Alıntı metin:
:::

Covid 19 süreci “bu” gerçeği göstermiş olmalıydı!

Otomobilsiz, cep telefonsuz, akaryakıtsız, baz istasyonsuz, dolarsız, mermisiz oluyor da; beslenmeden olmuyor, buğdaysız/ bitkisiz/ etsiz/ sütsüz/ susuz/ doğasız olmuyor!

Toprak verimliliği bakımından besin varsılı olmamız gerekirken, birçok ürünü dışarıdan almayı ya sevinçle karşılıyoruz, ya umarsızlığa boyun eğmeyi yeğliyoruz!

Yaşadığım Adana’nın toprağını biliyorum, her mevsim doğurganlığa hazır olduğunu biliyorum, işleyecek insan gücünü biliyorum, bölgeyi erince eriştirebileceğini biliyorum…

Olmuyor! Toprağı olsa suyu bulamıyor, suyu bulsa tarımsal ilacı/ gübreyi alamıyor, bunları bulsa hasat döneminde ürününü değerinde verecek yer bulamıyor!

:::

Kayıtlı bilgiler:

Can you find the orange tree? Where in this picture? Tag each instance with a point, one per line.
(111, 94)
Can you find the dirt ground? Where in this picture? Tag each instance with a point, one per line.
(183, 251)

:::

Tarım ve beslenme üzerine yazıyı son cümlesinden sonra devam ettirin. Buradaki malzemeye ihtiyacınız yok.

Yanıt alanı:
***

Ünlü bir halk türkümüz var;

Bakkal amca bakkal amca (Ne var)/ Yağıyi var mı (Var var)/ Uniyi var mı (Var var)/ Şekeri var mı (Var var)/ Ne duruyorsun (Ne yapayım)/ Helva yapsana helva yapsana

Sonunu “ekip biçsene/ ekip biçsene” diye bitirerek uyarlamak olası…

Toprağın var mı; var var/ suyun var mı; var var/ çiftçin var mı; var var/ ekip biçsene/ ekip biçsene…

Yazın sarı sıcağında, kışın zemheri soğuğunda, gecenin uyku saatinde toprağı işlemeye istekli öyle üreticilerimiz var ki; önlerine çalı-çırpı çıkmasa, dikenler serpilmese, cam kırıkları dökülmese her tür özveriyi verecekler de…

Önlerinden çalı-çırpı, dikenler, cam kırıkları uzak tutulmuş olsa; olmuyor!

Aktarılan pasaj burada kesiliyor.